▸ **Belge Bölümü**
Vaktin Kıymetine Dair

Vaktin Kıymetine Dair

Vaktin Kıymetine Dair

Zamanı idrak etmek, yaşı kemale ermiş bir ihtiyarın, geçip giden yıllar, dakikalar içinde bir şerit gibi akarken gözlerinin önünden, derin bir ah çekişin kelimelere sığmayacak mesajında saklı hakikati anlamaktır.

Vaktin Kıymetine Dair

Teknolojinin buzdolabını ve derin dondurucuları icat edecek kadar gelişmediği zamanlarda, dağların yükseklerinden buza dönüşen kar parçaları kesilir ve pazarlarda satılırmış. Sıcak bir yaz günü Bağdat Çarşısında bir adam dağlardan getirdiği karları satmaya çalışır. Ne var ki pek satış yapamaz ve kar parçaları da öğle sıcağında erimeye başlar. Geçimini bu yolla temin etmeye çalışan şahıs; “sermayesi eriyip giden bu adama acıyın, merhamet edin, bu fakirden buz alan yok mu?” diye canhıraş bağırmaya başlar. O sırada öğrencileriyle oradan geçmekte olan bir büyük âlim, buzlarını satmaya çalışan adamın feryadını duyunca, olduğu yere çöker, başını ellerinin arasına alarak düşünmeye başlar. Bu durum karşısından telaşlanarak ne olduğunu soran öğrencilerine büyük âlim şöyle der; “Buzlarını satmaya çalışan adamın sözlerine dikkat edin. Eriyip giden sadece buzlar değil zaman eriyor ve ömrümüz tükeniyor. Yaz sıcağının buzları erittiği gibi zaman da hayatımızı tüketiyor. Adamın buzları için endişendiği gibi zamanın akıp gitmesine endişe etmeyen ziyandadır. ”

Hazin bir gerçekliktir. Çoğu insan en büyük aldanışını ve pişmanlığını en büyük sermayesi ve imkânı olan zaman nimetini ve vaktin önemini idrak hususunda yaşamaktadır. Zaman ve mekânla sınırlı bir varlık olarak insanın en büyük farkındalığı ve en yüksek şuuru ise vaktin kıymetini ve ehemmiyetini bilmek konusunda ortaya çıkacaktır.

▸ **Verilen Bilgiler**
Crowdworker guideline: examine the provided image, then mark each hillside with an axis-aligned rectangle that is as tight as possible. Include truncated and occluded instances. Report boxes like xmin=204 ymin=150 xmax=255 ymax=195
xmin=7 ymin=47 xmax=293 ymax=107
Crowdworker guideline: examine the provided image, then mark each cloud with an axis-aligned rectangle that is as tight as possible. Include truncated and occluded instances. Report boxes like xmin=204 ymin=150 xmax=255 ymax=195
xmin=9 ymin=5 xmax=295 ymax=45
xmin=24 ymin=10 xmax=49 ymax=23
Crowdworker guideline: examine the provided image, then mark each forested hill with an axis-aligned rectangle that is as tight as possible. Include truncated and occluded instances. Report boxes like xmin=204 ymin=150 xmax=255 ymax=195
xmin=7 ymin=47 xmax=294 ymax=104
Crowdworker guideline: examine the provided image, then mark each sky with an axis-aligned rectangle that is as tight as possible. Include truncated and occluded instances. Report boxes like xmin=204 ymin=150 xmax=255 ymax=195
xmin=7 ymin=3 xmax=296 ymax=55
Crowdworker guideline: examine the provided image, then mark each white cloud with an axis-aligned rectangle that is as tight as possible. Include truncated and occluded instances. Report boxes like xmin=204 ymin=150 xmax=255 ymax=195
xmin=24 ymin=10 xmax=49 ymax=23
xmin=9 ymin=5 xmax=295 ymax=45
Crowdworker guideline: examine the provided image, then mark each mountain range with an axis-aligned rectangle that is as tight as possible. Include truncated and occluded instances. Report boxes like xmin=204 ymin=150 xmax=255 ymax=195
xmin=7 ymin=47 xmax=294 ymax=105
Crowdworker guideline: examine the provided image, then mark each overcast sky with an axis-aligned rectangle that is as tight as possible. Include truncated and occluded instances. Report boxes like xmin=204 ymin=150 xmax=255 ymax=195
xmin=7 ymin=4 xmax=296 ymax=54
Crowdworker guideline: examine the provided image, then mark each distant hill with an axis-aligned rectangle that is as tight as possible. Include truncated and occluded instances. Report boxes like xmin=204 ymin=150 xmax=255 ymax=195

▸ **Görevler**
1. Vaktin kıymeti üzerine olan metinden "Zamanı idrak etmek, yaşı" ile başlayıp "saklı hakikati anlamaktır." ile biten bölümü harfi harfine yazın.
2. İçinde "cloud" sözcüğü geçen satırları sayın ve yalnızca sayıyı verin.
Metin ile satırlar birbirinden farklı kaynaklardan alınmıştır.

▸ **Çözümlü Görevler**
1.
Zamanı idrak etmek, yaşı kemale ermiş bir ihtiyarın, geçip giden yıllar, dakikalar içinde bir şerit gibi akarken gözlerinin önünden, derin bir ah çekişin kelimelere sığmayacak mesajında saklı hakikati anlamaktır.

2. 2